--- What to work on ---
Exactly reproduce each line of the listing that follows.

[Source data]
↓
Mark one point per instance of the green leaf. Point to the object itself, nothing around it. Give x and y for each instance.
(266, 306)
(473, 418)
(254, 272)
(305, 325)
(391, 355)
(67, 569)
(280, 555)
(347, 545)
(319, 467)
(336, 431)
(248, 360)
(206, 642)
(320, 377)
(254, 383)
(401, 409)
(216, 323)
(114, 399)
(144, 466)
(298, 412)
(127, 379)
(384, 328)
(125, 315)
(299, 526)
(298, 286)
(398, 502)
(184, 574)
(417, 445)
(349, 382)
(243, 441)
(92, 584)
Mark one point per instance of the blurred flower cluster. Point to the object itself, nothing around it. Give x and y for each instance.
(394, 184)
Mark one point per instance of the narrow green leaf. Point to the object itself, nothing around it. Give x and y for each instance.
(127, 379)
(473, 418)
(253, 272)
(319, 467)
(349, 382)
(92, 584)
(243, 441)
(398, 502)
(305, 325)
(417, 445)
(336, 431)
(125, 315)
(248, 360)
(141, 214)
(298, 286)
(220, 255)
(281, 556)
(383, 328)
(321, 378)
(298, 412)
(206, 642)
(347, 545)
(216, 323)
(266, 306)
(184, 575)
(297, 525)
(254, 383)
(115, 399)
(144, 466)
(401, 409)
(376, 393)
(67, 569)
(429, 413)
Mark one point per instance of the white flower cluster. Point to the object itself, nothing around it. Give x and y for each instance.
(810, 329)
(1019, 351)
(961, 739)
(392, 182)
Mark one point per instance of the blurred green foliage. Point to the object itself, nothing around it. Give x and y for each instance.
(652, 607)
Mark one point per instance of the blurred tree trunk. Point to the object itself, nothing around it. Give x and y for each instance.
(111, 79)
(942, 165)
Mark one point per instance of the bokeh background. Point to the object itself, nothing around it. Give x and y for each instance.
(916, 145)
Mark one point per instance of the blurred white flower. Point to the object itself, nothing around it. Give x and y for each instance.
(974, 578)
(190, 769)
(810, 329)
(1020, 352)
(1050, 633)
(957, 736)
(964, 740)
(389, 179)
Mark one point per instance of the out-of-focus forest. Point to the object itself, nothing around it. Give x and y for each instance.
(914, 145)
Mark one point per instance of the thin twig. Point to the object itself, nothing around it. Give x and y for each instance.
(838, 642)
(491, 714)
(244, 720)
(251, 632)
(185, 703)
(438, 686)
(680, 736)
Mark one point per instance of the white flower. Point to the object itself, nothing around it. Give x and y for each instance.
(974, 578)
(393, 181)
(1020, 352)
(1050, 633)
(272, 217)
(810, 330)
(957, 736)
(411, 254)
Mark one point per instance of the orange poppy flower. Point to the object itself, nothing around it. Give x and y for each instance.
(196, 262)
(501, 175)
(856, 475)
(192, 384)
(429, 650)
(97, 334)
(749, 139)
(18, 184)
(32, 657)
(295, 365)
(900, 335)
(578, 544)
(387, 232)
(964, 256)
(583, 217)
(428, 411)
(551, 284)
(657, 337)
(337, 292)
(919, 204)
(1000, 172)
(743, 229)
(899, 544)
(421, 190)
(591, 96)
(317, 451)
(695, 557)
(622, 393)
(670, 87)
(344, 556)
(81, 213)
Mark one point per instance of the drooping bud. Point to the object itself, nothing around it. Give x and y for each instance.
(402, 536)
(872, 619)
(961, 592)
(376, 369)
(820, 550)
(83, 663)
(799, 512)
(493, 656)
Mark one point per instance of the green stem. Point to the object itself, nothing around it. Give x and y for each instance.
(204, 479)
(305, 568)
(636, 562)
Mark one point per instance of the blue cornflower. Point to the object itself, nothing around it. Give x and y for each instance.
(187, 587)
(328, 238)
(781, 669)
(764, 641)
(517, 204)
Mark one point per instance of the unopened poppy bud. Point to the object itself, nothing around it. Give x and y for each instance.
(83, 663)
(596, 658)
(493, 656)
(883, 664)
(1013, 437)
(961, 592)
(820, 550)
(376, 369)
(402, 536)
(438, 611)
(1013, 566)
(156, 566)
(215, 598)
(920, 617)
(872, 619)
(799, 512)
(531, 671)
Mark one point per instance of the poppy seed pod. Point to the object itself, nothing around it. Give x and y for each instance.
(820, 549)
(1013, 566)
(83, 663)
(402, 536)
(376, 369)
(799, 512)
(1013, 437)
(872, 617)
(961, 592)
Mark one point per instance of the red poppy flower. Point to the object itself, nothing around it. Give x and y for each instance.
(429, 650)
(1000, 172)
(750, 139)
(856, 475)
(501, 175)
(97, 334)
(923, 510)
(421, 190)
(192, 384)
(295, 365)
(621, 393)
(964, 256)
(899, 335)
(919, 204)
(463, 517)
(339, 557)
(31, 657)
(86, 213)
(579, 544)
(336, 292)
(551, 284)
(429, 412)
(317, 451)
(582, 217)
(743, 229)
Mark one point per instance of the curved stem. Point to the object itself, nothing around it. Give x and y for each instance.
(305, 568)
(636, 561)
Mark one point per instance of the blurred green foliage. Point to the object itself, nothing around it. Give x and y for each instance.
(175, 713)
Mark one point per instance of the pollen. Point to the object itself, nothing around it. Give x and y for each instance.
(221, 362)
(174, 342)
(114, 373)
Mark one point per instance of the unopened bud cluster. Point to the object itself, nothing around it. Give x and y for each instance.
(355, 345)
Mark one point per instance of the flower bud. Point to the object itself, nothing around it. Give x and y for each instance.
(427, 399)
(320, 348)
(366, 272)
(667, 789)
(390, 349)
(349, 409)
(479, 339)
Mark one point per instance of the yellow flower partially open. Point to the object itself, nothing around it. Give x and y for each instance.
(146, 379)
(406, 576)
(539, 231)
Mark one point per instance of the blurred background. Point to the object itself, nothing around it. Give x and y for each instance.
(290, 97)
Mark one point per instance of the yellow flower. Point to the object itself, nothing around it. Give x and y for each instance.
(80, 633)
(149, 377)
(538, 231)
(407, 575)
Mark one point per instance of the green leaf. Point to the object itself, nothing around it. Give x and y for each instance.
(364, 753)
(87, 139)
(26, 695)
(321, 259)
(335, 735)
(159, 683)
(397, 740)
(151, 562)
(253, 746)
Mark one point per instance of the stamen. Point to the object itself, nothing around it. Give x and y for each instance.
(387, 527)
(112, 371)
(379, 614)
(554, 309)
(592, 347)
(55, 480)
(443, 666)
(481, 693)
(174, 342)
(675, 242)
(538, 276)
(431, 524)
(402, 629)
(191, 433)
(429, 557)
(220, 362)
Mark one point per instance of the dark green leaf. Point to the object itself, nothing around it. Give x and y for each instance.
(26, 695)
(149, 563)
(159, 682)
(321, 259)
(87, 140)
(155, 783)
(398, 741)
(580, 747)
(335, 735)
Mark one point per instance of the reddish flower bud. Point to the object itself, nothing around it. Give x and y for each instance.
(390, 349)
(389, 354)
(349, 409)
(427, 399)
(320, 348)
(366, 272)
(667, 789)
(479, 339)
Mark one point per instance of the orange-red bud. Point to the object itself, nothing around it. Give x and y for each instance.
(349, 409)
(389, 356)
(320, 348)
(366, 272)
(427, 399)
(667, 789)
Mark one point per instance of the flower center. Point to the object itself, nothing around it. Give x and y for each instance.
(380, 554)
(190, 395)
↑
--- Response below ---
Mark one point per instance of the green leaf. Point to the object itself, nothing around it. Give x and y for each instance.
(266, 306)
(473, 418)
(254, 272)
(305, 325)
(391, 355)
(67, 569)
(280, 555)
(347, 545)
(319, 467)
(336, 431)
(248, 360)
(206, 642)
(320, 377)
(254, 383)
(401, 409)
(216, 323)
(114, 399)
(144, 466)
(298, 412)
(127, 379)
(384, 328)
(125, 315)
(299, 526)
(298, 286)
(398, 502)
(184, 574)
(417, 445)
(349, 382)
(243, 441)
(92, 584)
Mark one point per instance of the blurred flower cluster. Point to the object itself, nothing around it. Give x and y for each instance.
(394, 184)
Mark one point per instance of the narrow green leaf. Point to the object itself, nothing around it. Give x and y for each instance.
(127, 379)
(473, 418)
(253, 272)
(319, 467)
(349, 382)
(92, 584)
(243, 441)
(398, 502)
(305, 325)
(417, 445)
(336, 431)
(125, 315)
(248, 360)
(141, 214)
(298, 286)
(220, 255)
(281, 556)
(383, 328)
(321, 378)
(298, 412)
(206, 642)
(347, 545)
(216, 323)
(266, 306)
(184, 575)
(297, 525)
(254, 383)
(115, 399)
(144, 466)
(401, 409)
(376, 393)
(67, 569)
(429, 413)
Mark one point per instance of the white flower cluster. Point to the object itself, nothing around it. Give x and y for each instance.
(810, 329)
(1019, 351)
(961, 739)
(392, 182)
Mark one point per instance of the blurred green foliage. Point to the object itself, nothing around it. Give x and y for each instance.
(652, 607)
Mark one point per instance of the blurred tree trunk. Point to the object itself, nothing around it. Give x and y for each instance.
(111, 79)
(942, 165)
Mark one point per instance of the bokeh background. Point to the object itself, nothing around it. Give x and y for each instance.
(916, 145)
Mark one point per instance of the blurred white flower. Point to the object itself, nothing around it. Give x and y for each instance.
(974, 578)
(190, 769)
(810, 329)
(1020, 352)
(1050, 633)
(957, 736)
(964, 740)
(389, 179)
Mark one point per instance of the out-of-focus forest. Point to the object itself, nothing around it. Give x and y for each instance.
(914, 145)
Mark one point per instance of the thin twig. Point to the object itself, nothing around it. Give x and y for each instance.
(838, 642)
(491, 714)
(244, 720)
(251, 632)
(185, 703)
(438, 686)
(680, 736)
Mark one point per instance of the white flower. Point to the object itself, nothing around it. Give x and y for each instance.
(974, 578)
(393, 181)
(1020, 352)
(1050, 633)
(272, 217)
(810, 330)
(957, 736)
(411, 254)
Mark one point per instance of the orange poppy flower. Point to the object itself, nothing around it. Give x and y for each instance.
(196, 262)
(501, 175)
(856, 475)
(192, 384)
(429, 650)
(97, 334)
(749, 139)
(18, 184)
(32, 657)
(295, 365)
(900, 335)
(578, 544)
(387, 232)
(964, 256)
(583, 217)
(428, 411)
(551, 284)
(657, 337)
(337, 292)
(919, 204)
(1000, 172)
(743, 229)
(899, 544)
(421, 190)
(591, 96)
(317, 451)
(695, 557)
(622, 393)
(670, 87)
(344, 556)
(81, 213)
Mark one point per instance of the drooping bud. Point to the object itself, nothing around it. Give x and y for each instance.
(402, 536)
(872, 619)
(961, 592)
(376, 369)
(820, 550)
(83, 663)
(799, 512)
(493, 656)
Mark one point per instance of the green stem. Point to the object itself, nothing around it. Give x and y for each instance.
(204, 479)
(305, 568)
(636, 562)
Mark one point per instance of the blue cornflower. Point to the object itself, nothing around it. Give x and y for each instance.
(187, 587)
(328, 238)
(781, 669)
(764, 641)
(517, 204)
Mark one point per instance of the unopened poppy bud. Point to the object itself, nothing around it. Give x and y for each instance.
(83, 663)
(596, 658)
(493, 656)
(883, 664)
(1013, 437)
(961, 592)
(820, 550)
(376, 369)
(402, 536)
(438, 611)
(1013, 566)
(156, 566)
(215, 598)
(920, 617)
(872, 619)
(799, 512)
(531, 671)
Mark one point per instance of the poppy seed pod. Point to the object itself, nothing around it. Give x and y for each instance.
(820, 549)
(1013, 566)
(83, 663)
(402, 536)
(376, 369)
(799, 512)
(1013, 437)
(872, 617)
(961, 592)
Mark one point per instance of the red poppy flower. Point to the object itself, nothing around it. Give x and y for each instance.
(429, 650)
(1000, 172)
(750, 139)
(856, 475)
(501, 175)
(97, 334)
(923, 510)
(421, 190)
(192, 384)
(295, 365)
(621, 393)
(964, 256)
(899, 335)
(919, 204)
(463, 517)
(339, 557)
(31, 657)
(86, 213)
(579, 544)
(336, 292)
(551, 284)
(429, 412)
(317, 451)
(582, 217)
(743, 229)
Mark one point per instance of the curved stem. Point to the object itself, nothing around it. Give x and y for each instance.
(305, 568)
(636, 561)
Mark one point per instance of the blurred green foliage. Point to the object itself, nothing around it. Give x and y for each instance.
(175, 713)
Mark one point per instance of the pollen. Point to the object itself, nothing around it. Give x and y for each instance.
(221, 362)
(174, 342)
(114, 373)
Mark one point per instance of the unopened bud cluster. Point to the object itself, nothing around it. Give x and y for each instance.
(355, 345)
Mark one point per instance of the flower bud. Point to the object itself, nothing around it. Give x and y for each instance.
(427, 399)
(320, 348)
(366, 272)
(667, 789)
(390, 349)
(349, 409)
(479, 339)
Mark one point per instance of the yellow flower partially open. Point to the object itself, nothing around it. Give x and y for each instance.
(146, 379)
(406, 576)
(539, 231)
Mark one point per instance of the blurred background. Point to the object itself, nothing around it. Give x and y for each instance.
(290, 97)
Mark one point per instance of the yellow flower. Point to the object itself, nothing around it. Give x and y for each instance.
(80, 633)
(149, 377)
(538, 231)
(407, 575)
Mark one point per instance of the green leaf. Point to the object itself, nothing around it. Give x and y for each instance.
(364, 753)
(87, 139)
(26, 695)
(321, 259)
(335, 735)
(159, 683)
(397, 740)
(151, 562)
(253, 746)
Mark one point per instance of the stamen. Point to the object itself, nothing around it. Give x and y for each instance.
(387, 527)
(112, 371)
(379, 614)
(554, 309)
(592, 347)
(55, 480)
(443, 666)
(481, 693)
(174, 342)
(675, 242)
(538, 276)
(431, 524)
(402, 629)
(191, 433)
(429, 557)
(220, 362)
Mark one point per instance of the dark green leaf. Point to the object itself, nothing around it. Give x and y for each instance.
(26, 695)
(149, 563)
(159, 682)
(321, 259)
(87, 140)
(155, 783)
(398, 741)
(580, 747)
(335, 735)
Mark one point per instance of the reddish flower bud. Point to the object itself, nothing around it. Give x and y for each instance.
(390, 349)
(389, 354)
(349, 409)
(427, 399)
(320, 348)
(366, 272)
(667, 789)
(479, 339)
Mark one point per instance of the orange-red bud. Point to the object itself, nothing around it. Give x and y for each instance.
(349, 409)
(389, 356)
(320, 348)
(366, 272)
(427, 399)
(667, 789)
Mark one point per instance of the flower center. Point to the object itself, nothing around it. Give x and y for each instance.
(380, 554)
(190, 395)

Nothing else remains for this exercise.